**EXERCISE A**: Gather every line of the records that contains the word "stripe", copying each one.
** START EXTRACT TO READ **
Amos, I went fishing partly to ponder this very thing, and reflected quite a bit on feelings of hypocrisy, especially here. My own hyposcrisy, I hasten to add; after reading the old thread on Spaw's close call, I felt that some people here are SO honest that by comparison, I am a fraud. Yet I know that what I lend my attention to makes a difference around me. So what was up?

I had come to care far too much about what people said back to me here. (Old baggage sneaking up.) What I came back with was a commitment to communicate not "from" my comfort zone to get answers that increase my comfort zone, but to make an intentional effort to communicate "to" what I perceive as stated needs. And to do so only as fully as the recipient seems ready for. It's a tough approach to hold to, especially as a committed Christian. I've committed to live in submission to a number of priorities and it can be hard to be honest to that (and ABOUT) that without going where people do not wish to go.

AAaaarggghhh!!! Words.
** END EXTRACT TO READ **
** START AVAILABLE RECORDS **
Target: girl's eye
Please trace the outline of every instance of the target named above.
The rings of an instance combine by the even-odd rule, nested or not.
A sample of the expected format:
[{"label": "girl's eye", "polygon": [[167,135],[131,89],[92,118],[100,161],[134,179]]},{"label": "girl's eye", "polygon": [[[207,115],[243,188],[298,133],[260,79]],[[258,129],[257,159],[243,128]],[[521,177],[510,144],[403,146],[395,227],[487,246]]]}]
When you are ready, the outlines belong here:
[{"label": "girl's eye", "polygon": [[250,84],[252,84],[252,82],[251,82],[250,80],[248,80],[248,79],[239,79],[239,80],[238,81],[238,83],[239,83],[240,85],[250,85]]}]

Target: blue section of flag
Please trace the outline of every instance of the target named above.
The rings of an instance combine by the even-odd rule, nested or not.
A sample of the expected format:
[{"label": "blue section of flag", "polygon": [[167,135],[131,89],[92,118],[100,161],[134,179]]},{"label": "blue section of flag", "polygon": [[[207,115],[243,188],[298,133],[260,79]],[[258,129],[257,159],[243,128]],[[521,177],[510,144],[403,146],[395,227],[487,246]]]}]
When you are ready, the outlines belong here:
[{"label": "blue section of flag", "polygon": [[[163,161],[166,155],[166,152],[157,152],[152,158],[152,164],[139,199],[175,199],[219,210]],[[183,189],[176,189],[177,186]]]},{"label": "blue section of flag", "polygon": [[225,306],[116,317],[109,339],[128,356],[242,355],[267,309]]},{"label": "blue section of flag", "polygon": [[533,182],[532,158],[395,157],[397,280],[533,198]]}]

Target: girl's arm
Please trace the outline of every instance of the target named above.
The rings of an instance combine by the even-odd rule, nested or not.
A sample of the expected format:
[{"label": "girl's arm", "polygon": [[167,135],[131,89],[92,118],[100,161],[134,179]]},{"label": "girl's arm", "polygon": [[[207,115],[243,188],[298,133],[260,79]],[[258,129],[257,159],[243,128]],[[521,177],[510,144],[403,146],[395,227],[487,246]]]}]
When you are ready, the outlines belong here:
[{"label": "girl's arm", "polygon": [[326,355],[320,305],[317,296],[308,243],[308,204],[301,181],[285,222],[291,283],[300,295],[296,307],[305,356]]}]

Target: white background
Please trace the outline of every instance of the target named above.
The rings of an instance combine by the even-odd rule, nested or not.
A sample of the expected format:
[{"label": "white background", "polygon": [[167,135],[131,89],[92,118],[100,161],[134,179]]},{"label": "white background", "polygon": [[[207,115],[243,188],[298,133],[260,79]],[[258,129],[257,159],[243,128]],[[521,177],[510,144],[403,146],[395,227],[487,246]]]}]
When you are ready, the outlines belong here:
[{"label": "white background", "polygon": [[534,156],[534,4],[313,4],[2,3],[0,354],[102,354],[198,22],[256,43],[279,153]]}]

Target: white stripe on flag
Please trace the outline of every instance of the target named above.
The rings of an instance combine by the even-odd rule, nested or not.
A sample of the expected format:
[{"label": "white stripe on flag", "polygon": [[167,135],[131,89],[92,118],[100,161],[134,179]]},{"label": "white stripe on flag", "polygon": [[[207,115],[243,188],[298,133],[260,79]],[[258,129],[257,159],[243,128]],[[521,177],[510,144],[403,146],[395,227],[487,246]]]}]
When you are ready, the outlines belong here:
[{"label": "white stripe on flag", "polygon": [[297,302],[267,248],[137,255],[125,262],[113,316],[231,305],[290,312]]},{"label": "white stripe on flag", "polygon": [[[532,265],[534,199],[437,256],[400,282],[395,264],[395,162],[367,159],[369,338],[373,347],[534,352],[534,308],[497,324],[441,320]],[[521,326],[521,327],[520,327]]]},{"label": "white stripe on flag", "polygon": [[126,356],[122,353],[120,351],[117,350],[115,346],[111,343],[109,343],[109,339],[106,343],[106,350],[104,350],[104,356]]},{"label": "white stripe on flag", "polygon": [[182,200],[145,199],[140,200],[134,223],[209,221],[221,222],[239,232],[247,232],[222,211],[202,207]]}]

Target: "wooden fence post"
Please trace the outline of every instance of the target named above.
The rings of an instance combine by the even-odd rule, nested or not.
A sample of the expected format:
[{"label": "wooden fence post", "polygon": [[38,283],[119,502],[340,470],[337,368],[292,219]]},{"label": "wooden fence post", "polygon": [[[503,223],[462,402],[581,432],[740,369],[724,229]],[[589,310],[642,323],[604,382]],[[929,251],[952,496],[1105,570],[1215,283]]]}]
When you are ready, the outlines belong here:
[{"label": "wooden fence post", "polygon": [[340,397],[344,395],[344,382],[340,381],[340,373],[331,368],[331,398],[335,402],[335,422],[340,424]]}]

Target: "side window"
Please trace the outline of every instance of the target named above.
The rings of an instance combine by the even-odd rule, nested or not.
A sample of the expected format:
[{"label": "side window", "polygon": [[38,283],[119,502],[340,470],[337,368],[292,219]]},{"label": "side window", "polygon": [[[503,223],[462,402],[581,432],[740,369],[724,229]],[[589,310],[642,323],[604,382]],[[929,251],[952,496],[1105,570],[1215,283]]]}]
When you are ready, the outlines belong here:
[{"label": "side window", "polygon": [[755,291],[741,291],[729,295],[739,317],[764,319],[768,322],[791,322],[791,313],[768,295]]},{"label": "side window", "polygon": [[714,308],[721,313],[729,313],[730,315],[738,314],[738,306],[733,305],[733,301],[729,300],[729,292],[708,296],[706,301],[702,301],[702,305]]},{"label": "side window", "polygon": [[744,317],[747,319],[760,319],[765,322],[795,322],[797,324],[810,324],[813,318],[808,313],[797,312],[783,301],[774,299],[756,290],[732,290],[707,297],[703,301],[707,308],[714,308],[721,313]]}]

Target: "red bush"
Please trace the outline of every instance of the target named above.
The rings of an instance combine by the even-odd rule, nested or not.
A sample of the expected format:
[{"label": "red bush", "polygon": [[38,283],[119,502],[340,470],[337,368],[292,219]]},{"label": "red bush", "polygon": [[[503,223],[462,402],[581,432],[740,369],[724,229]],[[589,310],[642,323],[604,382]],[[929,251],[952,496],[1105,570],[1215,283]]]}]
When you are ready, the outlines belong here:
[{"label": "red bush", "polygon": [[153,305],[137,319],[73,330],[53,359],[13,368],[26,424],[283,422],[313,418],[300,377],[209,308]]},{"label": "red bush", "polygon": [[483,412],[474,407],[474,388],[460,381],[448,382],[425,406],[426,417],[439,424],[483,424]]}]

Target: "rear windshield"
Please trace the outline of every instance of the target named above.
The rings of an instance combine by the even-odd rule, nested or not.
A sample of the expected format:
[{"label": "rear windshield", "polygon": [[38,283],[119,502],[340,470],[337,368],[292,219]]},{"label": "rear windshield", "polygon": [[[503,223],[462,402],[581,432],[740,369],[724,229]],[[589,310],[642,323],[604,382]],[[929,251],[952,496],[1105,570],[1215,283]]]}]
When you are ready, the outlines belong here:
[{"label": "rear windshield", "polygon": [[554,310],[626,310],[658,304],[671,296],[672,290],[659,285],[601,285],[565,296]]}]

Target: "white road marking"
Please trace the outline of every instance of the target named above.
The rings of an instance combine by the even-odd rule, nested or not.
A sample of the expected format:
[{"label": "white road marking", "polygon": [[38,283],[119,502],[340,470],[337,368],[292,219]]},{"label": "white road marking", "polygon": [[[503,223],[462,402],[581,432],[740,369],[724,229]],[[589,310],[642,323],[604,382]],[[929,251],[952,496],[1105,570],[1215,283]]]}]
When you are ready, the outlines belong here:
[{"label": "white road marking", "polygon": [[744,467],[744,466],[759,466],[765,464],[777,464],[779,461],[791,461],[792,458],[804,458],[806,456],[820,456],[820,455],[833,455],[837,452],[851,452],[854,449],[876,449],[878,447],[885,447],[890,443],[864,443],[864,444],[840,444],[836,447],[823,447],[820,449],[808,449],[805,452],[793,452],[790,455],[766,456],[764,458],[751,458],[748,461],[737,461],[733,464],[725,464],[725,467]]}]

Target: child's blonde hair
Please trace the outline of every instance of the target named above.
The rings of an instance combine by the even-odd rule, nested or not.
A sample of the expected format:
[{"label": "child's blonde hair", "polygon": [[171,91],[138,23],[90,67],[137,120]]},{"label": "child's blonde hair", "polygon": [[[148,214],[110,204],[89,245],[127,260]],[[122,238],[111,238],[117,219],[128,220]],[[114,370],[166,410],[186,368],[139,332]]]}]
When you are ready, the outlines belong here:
** END AVAILABLE RECORDS **
**EXERCISE B**: Write the next part of the forum post about hypocrisy and honest communication, picking up after its final line.

**EXPECTED ANSWER A**:
Target: white stripe on flag
[{"label": "white stripe on flag", "polygon": [[167,135],[131,89],[92,118],[100,161],[134,179]]},{"label": "white stripe on flag", "polygon": [[[207,115],[243,188],[298,133],[260,79]],[[258,129],[257,159],[243,128]],[[521,177],[510,144],[403,146],[395,227],[487,246]]]}]
[{"label": "white stripe on flag", "polygon": [[297,302],[267,248],[137,255],[125,262],[113,316],[231,305],[290,312]]},{"label": "white stripe on flag", "polygon": [[[532,265],[534,199],[437,256],[400,282],[395,264],[395,162],[367,159],[369,338],[373,347],[534,352],[534,308],[497,324],[441,320]],[[521,326],[521,327],[520,327]]]},{"label": "white stripe on flag", "polygon": [[126,356],[122,353],[120,351],[117,350],[115,346],[111,343],[109,343],[109,339],[106,343],[106,350],[104,350],[104,356]]},{"label": "white stripe on flag", "polygon": [[182,200],[145,199],[140,200],[134,223],[209,221],[221,222],[239,232],[247,232],[222,211],[202,207]]}]

**EXPECTED ANSWER B**:
I also did some off-Cat e-corresponding while fishing that was totally no-holds-barred. Since coming back to active posting, that no-holds-barred approach is (I hope) enlivening what I choose to post. I'm putting my bullshit self-check up front as intention, not running it as a self-second-guessing monitor after the fact.

And also, the longer I live, the more I focus not on honesty but on accuracy. "Honesty" is such a loaded term. "Accuracy" however means refusing to settle for less than exactly what's in one's heart to say. In accuracy, you don't need to worry so much about the comfort zone. One of the things I love about your writing is that you don't need to be verbose to get the accuracy. (Envious.)

Finally, about comfort zones. I'm against them. I find life much more satisfying staying in that zone where there is safety enough to risk discomfort. That's where honesty can actually flourish. That zone comes either when all parties agree to maintain it with love and attention, or/and also when you have declared yourself safe from the inside. The Mudcat strives for the former, and I have the latter, so I especially find this a good place to communicate.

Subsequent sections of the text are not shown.